**The task**
In the Llama 4 article, on what date did Meta release the Llama 4 family?

**Text shown**
····················

Meta Ships Llama 4: Scout Fits on One GPU, Maverick Beats GPT-4o
Llama 4 introduces MoE architecture with three models. Scout has a 10M token context window. Maverick's 128 experts beat GPT-4o on LMArena. Behemoth is still training.
Maya Johnson
Meta released the Llama 4 family on April 5, 2025, marking a fundamental architecture shift: Llama 4 uses Mixture of Experts (MoE) for the first time. Three models shipped or were announced — Scout, Maverick, and Behemoth — each targeting a different scale point, according to Meta AI.
Llama 4 Scout: 10M Context on One GPU
Scout is the practical breakthrough. At 17B active parameters with 16 experts, it fits on a single H100 GPU while offering a 10M token context window — 50x larger than most competitors. That's enough to process entire codebases, book-length documents, or months of conversation history in a single prompt.

····················

**Data extracts**
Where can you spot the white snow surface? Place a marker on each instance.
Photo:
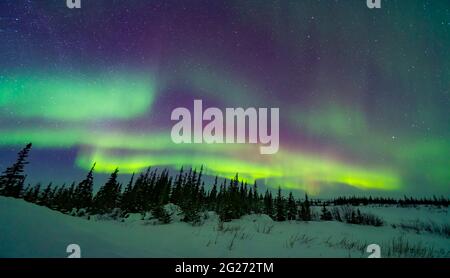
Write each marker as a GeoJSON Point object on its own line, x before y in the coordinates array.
{"type": "Point", "coordinates": [28, 230]}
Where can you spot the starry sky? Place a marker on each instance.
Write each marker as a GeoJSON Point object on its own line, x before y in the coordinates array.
{"type": "Point", "coordinates": [363, 94]}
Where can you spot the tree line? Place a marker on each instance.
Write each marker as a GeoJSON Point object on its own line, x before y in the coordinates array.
{"type": "Point", "coordinates": [152, 189]}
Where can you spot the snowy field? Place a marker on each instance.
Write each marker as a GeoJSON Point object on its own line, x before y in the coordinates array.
{"type": "Point", "coordinates": [28, 230]}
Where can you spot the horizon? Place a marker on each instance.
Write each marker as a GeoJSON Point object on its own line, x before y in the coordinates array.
{"type": "Point", "coordinates": [361, 108]}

····················

**Final answer**
April 5, 2025